- _EXERCISE_: Return exactly the lines that run from the one with "Where can you find the beige" to the last line of the entries below, both included, and nothing else.
BEGIN SUPPLIED ENTRIES
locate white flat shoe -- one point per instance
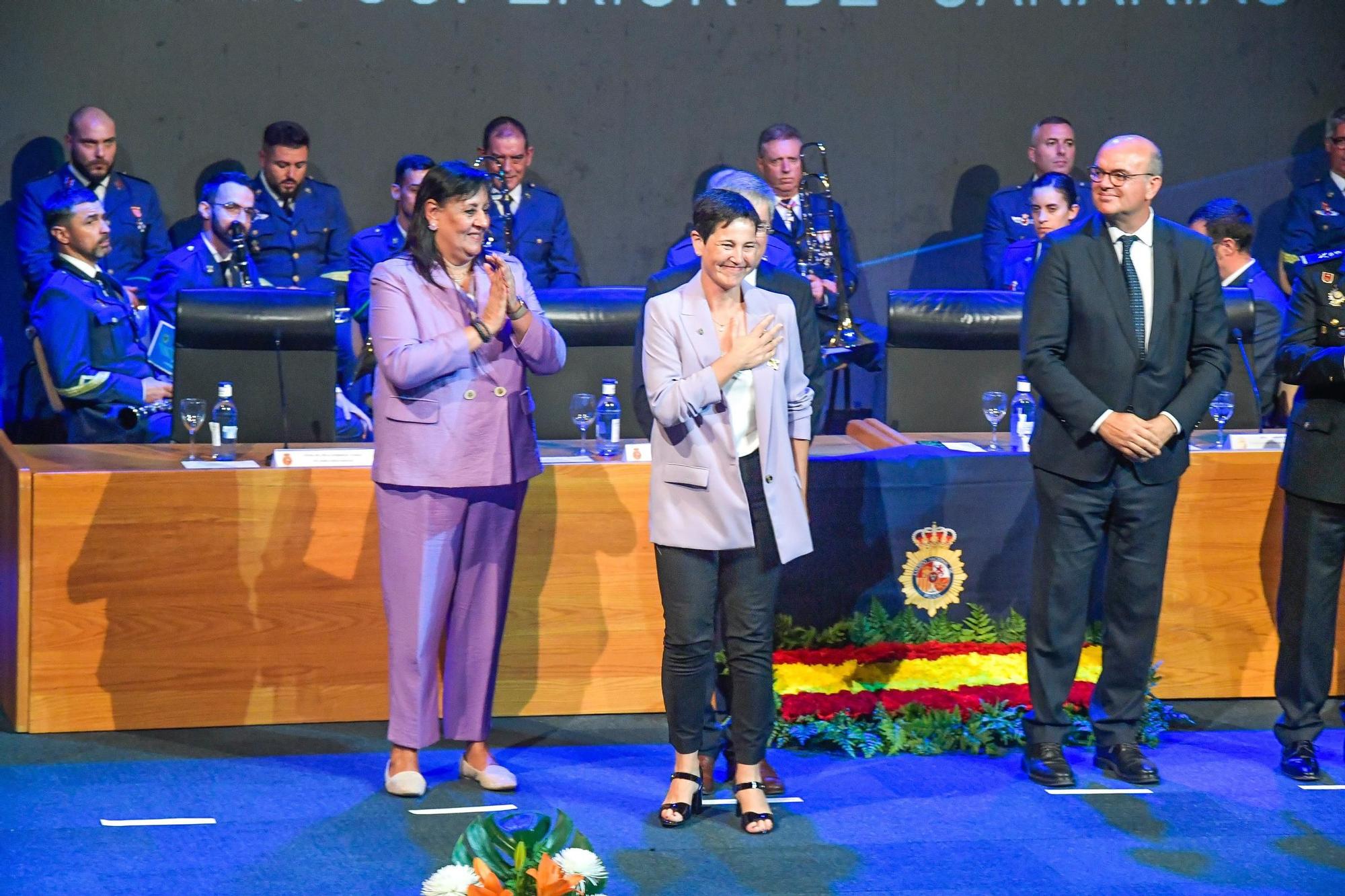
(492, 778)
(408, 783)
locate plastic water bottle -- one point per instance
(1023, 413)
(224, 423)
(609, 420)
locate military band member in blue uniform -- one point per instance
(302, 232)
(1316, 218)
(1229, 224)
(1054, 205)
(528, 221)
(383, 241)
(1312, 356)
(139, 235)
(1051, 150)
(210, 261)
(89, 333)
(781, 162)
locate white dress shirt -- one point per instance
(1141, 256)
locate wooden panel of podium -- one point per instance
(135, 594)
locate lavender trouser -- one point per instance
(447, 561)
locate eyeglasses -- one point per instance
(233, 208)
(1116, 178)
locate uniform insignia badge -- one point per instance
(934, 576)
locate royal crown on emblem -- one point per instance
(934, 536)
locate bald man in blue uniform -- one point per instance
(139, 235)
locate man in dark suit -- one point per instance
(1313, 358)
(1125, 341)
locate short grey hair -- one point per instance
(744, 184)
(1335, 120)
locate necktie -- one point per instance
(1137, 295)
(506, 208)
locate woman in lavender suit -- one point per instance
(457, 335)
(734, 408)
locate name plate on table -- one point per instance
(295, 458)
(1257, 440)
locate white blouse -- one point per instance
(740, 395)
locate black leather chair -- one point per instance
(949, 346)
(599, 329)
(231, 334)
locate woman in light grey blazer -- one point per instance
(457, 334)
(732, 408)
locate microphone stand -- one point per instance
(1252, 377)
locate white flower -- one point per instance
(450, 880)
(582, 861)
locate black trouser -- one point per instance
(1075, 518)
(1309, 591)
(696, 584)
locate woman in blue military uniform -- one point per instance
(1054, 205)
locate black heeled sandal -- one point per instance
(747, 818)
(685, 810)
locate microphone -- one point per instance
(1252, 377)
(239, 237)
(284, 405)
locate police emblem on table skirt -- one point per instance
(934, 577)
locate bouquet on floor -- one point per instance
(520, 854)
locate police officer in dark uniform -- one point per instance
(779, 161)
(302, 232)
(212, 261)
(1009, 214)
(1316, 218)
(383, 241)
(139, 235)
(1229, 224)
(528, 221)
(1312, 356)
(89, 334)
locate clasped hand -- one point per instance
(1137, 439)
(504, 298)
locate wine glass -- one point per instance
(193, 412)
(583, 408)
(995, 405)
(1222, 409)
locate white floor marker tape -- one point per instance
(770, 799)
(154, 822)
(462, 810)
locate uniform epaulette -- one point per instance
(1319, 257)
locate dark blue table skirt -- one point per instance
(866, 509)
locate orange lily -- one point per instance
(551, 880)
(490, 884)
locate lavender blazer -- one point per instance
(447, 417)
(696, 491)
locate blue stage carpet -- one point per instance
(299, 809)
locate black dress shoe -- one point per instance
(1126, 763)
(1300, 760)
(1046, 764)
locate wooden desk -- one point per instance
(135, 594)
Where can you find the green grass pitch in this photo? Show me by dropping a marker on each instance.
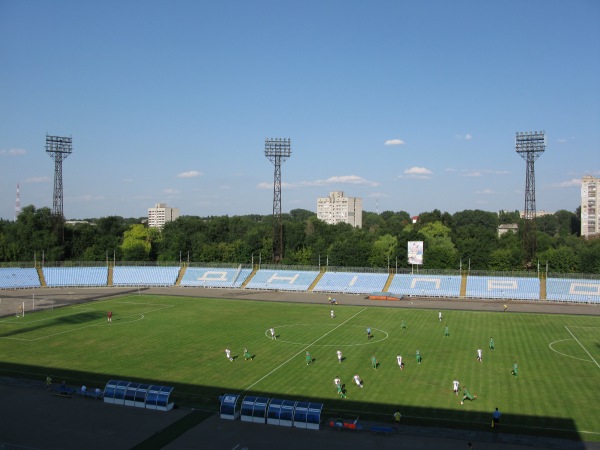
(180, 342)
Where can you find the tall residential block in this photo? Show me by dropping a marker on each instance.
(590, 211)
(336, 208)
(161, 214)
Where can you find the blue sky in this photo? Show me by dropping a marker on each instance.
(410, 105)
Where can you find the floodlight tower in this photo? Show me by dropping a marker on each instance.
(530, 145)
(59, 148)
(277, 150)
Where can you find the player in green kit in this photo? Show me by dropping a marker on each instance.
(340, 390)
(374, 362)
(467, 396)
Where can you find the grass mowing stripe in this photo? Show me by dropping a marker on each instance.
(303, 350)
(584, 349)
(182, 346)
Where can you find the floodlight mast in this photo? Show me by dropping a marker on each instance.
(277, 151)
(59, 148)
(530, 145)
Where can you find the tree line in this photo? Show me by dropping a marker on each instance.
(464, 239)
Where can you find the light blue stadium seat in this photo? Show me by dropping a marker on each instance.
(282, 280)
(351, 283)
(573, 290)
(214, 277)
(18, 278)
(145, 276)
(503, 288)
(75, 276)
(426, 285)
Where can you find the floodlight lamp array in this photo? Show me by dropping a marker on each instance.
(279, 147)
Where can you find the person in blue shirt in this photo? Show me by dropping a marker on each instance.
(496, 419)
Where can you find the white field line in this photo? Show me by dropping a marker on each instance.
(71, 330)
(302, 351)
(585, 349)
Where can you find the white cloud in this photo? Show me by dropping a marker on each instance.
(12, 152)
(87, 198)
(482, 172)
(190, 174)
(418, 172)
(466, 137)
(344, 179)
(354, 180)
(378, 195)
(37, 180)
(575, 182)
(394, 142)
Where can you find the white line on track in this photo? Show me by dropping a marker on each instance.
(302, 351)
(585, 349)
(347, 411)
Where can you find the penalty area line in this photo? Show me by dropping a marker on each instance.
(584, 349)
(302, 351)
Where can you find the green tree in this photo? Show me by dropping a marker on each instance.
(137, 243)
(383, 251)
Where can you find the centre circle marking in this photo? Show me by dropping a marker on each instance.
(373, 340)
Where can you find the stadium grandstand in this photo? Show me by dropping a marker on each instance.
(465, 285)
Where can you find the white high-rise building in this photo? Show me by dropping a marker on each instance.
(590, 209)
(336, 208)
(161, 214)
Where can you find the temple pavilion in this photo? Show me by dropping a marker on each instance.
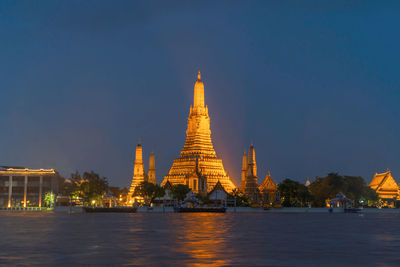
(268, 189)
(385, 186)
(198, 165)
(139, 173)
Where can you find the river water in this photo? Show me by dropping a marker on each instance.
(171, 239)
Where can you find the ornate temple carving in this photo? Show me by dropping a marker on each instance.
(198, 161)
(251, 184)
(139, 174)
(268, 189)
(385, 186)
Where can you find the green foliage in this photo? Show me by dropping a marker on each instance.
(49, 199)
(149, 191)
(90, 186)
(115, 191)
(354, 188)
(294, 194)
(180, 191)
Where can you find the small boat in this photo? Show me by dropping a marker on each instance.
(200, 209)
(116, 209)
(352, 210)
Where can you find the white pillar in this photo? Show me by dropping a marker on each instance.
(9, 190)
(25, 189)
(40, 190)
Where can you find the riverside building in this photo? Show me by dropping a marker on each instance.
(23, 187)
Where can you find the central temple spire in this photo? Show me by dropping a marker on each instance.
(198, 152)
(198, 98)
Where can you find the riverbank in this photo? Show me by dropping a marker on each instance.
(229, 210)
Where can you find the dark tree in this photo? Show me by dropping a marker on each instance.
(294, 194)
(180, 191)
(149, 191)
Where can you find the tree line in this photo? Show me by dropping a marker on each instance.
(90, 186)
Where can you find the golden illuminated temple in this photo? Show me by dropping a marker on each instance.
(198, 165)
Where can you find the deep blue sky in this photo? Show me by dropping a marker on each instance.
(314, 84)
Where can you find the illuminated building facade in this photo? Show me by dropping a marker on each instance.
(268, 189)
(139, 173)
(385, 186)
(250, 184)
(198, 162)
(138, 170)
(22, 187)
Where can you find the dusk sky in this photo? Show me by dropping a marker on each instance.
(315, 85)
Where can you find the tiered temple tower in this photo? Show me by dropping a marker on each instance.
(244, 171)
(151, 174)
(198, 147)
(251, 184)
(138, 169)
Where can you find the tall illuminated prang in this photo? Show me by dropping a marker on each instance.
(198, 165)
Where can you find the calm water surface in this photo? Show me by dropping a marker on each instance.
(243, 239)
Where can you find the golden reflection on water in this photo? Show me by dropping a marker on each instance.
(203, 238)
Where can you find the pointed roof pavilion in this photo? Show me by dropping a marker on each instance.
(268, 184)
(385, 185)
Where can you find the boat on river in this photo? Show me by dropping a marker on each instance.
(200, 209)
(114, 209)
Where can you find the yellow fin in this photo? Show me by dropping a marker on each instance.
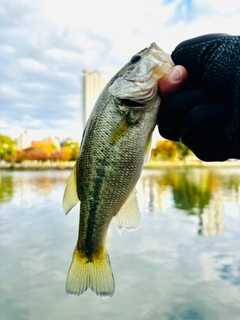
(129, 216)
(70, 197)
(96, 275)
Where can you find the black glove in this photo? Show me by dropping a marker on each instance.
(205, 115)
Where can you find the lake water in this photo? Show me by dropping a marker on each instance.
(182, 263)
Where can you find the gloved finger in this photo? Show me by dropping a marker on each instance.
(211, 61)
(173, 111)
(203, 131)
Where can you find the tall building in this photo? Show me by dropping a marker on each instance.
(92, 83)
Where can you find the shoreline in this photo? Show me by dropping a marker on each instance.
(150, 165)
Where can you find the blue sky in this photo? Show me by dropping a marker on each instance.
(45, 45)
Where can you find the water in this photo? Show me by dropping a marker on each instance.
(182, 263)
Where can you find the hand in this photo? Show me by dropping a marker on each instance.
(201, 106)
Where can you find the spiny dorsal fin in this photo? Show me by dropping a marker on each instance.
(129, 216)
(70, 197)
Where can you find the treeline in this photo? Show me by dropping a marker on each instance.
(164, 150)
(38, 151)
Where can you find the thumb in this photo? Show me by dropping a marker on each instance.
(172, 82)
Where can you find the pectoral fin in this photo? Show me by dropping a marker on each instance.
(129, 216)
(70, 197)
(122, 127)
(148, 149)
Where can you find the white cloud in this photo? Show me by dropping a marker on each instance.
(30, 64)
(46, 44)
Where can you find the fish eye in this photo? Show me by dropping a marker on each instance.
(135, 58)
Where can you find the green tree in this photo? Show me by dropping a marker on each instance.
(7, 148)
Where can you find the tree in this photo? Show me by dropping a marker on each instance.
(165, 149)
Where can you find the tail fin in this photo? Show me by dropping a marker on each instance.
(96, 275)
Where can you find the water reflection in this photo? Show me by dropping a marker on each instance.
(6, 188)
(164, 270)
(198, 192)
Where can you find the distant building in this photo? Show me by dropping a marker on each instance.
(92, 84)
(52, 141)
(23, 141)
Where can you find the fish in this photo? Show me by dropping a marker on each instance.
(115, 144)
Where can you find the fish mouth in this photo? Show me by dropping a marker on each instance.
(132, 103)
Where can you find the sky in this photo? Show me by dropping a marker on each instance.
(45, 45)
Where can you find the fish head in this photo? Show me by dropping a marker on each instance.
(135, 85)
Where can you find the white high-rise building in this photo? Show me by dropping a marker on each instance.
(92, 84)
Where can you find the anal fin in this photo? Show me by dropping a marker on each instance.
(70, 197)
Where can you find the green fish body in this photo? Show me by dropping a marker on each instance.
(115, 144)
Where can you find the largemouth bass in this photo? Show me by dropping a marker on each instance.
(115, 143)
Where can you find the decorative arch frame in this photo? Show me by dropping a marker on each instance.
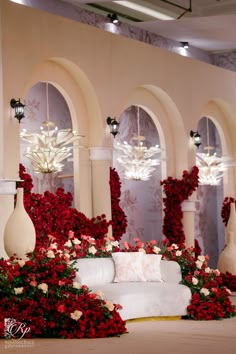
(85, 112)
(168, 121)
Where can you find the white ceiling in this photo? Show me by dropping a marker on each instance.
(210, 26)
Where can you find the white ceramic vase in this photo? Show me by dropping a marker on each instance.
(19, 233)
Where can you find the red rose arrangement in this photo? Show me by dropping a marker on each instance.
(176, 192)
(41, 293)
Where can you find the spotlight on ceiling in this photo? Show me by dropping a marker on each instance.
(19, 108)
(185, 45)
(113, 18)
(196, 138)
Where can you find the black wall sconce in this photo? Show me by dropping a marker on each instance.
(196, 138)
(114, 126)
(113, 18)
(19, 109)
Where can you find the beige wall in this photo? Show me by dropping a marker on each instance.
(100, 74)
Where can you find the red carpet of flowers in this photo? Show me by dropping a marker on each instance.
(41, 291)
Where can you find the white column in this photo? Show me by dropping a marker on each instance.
END SUPPLIED ENTRIES
- _RESPONSE TO THIS TASK_:
Where can you find the beige wall in this photo? Show me by dropping a marker on each instance.
(100, 74)
Where can you find the red carpet of flowers in this photo? Show me by dropping a marker on each instance.
(41, 291)
Where can you find the white column in this photo? Show me by dropping a marker on each instance.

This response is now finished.